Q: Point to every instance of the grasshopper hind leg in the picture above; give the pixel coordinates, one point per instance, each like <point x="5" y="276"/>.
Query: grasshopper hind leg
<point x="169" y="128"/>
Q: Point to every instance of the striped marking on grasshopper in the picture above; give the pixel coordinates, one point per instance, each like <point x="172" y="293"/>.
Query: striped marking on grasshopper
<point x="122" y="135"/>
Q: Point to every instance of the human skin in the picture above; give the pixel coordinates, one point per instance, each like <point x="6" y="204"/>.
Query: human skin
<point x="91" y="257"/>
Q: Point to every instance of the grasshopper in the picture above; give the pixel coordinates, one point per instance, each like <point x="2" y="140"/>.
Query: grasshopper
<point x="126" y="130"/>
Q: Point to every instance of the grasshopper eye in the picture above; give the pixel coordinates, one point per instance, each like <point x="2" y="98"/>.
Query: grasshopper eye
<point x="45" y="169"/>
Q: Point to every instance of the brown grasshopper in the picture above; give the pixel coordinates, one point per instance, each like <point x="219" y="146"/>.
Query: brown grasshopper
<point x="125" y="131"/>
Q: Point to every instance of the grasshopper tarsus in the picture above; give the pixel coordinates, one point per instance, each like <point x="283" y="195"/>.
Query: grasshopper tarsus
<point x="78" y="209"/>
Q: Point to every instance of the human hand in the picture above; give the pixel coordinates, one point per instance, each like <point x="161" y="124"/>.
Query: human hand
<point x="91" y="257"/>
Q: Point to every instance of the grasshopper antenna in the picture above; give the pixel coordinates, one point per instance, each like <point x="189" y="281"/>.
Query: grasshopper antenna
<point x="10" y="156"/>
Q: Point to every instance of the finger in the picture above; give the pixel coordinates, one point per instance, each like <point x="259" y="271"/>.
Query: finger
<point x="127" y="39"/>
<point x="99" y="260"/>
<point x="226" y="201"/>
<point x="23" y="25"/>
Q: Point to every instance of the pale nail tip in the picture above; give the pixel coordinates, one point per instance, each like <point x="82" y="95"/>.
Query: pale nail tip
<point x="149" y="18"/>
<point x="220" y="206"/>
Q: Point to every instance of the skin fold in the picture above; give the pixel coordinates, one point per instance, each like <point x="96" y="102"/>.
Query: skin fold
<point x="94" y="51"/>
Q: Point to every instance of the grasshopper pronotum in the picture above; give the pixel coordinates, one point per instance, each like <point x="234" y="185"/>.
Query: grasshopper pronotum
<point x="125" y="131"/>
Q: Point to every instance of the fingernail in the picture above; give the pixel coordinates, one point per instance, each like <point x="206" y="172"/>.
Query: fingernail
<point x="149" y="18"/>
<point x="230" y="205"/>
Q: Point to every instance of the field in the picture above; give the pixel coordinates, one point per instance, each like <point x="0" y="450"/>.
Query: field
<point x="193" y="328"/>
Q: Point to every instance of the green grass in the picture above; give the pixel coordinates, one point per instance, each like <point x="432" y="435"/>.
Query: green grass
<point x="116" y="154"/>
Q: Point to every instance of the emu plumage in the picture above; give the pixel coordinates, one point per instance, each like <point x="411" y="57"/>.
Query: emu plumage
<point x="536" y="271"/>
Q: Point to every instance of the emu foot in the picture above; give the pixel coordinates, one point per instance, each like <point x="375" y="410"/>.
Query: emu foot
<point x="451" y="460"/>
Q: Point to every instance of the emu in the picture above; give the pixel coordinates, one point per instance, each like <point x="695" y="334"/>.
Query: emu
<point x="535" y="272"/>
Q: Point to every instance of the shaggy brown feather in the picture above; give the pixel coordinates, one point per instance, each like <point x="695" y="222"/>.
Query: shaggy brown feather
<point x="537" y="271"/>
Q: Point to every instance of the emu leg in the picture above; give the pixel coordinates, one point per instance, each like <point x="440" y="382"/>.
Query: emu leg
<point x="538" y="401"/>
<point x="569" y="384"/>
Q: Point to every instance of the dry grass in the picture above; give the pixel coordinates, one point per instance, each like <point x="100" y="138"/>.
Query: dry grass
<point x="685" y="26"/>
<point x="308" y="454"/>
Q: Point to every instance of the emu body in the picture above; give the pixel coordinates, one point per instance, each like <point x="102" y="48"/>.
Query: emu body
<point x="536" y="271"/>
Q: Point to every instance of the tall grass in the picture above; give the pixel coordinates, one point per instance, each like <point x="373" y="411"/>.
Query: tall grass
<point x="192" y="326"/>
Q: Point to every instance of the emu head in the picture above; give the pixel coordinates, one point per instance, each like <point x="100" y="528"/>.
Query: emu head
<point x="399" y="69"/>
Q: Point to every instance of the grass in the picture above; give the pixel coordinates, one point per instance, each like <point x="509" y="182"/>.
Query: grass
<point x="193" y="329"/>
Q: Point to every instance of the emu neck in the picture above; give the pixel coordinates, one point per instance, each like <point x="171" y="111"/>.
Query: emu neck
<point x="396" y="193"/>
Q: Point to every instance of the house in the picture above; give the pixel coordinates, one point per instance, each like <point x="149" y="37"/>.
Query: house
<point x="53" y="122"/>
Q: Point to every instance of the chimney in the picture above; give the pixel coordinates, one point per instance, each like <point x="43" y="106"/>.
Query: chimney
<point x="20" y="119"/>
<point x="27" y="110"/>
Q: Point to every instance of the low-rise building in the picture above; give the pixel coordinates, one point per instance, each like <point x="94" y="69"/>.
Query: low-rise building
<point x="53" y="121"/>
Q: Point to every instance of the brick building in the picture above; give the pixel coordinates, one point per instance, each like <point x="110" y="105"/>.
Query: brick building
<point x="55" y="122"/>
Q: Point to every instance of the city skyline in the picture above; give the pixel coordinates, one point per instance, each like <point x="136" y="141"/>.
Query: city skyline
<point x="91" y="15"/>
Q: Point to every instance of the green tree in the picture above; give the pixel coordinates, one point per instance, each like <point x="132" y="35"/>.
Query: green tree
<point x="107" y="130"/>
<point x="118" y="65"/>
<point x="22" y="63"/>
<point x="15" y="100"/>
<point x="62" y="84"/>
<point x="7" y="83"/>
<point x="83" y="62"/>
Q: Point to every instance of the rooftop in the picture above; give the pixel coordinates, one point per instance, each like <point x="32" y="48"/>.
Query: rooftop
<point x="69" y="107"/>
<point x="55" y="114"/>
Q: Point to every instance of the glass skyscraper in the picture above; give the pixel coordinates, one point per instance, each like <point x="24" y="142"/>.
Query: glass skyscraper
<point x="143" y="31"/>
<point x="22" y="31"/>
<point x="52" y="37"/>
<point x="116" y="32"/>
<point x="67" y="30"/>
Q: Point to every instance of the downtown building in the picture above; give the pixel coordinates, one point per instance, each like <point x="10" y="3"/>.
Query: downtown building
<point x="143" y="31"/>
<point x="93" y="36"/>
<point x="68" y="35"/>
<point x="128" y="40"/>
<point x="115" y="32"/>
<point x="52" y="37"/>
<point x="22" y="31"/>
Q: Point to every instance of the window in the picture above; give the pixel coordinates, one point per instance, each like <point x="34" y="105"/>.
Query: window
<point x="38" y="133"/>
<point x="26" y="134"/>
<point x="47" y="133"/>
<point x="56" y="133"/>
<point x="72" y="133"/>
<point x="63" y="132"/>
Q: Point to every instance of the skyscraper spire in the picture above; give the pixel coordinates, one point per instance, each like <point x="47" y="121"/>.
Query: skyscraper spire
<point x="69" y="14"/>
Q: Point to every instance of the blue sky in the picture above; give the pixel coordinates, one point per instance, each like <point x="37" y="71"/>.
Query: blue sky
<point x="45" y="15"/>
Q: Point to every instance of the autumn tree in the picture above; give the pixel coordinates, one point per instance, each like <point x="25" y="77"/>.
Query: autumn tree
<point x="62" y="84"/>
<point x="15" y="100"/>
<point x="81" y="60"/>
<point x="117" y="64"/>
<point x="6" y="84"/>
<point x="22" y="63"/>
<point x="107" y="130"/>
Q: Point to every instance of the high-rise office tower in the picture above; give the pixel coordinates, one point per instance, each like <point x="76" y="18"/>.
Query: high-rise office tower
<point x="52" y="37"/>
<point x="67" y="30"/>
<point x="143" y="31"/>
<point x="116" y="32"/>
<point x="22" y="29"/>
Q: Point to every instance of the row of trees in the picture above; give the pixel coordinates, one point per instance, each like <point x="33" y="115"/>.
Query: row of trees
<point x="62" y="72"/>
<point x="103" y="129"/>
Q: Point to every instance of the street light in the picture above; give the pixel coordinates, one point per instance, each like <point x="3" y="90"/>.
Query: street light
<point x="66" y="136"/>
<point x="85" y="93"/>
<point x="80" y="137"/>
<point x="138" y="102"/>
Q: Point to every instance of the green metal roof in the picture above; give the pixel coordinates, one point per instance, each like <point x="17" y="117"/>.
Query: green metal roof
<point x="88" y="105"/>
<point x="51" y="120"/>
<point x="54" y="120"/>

+++

■ What the exercise asks
Print, from the entries above, the line with "Q: Point to every instance of the human skin", the line with "Q: Point to every instance of the human hand" and all lines between them, exactly and with nothing else.

■ Written answer
Q: Point to every instance of the human skin in the picture above; give the pixel coordinates, one point per instance, each like <point x="6" y="204"/>.
Query: human skin
<point x="91" y="257"/>
Q: Point to every instance of the grasshopper in the picture above; give the pixel coordinates, one point per instance, each like <point x="2" y="140"/>.
Query: grasshopper
<point x="126" y="130"/>
Q: Point to every instance of the grasshopper eye in the picture above; give the pixel coordinates, one point per instance, each like <point x="2" y="98"/>.
Query: grasshopper eye
<point x="45" y="169"/>
Q: Point to every instance of the brown grasshopper in the picture above; give the pixel coordinates, one point per instance, each like <point x="219" y="146"/>.
Query: brown grasshopper
<point x="125" y="131"/>
Q: Point to every instance of the grasshopper tarsus in the picture above; give the pixel coordinates, one point per instance, each like <point x="283" y="195"/>.
Query: grasshopper tarsus
<point x="78" y="209"/>
Q: Point to every instance of the human hand in the picture above; give the pixel coordinates, one point per instance, each like <point x="161" y="124"/>.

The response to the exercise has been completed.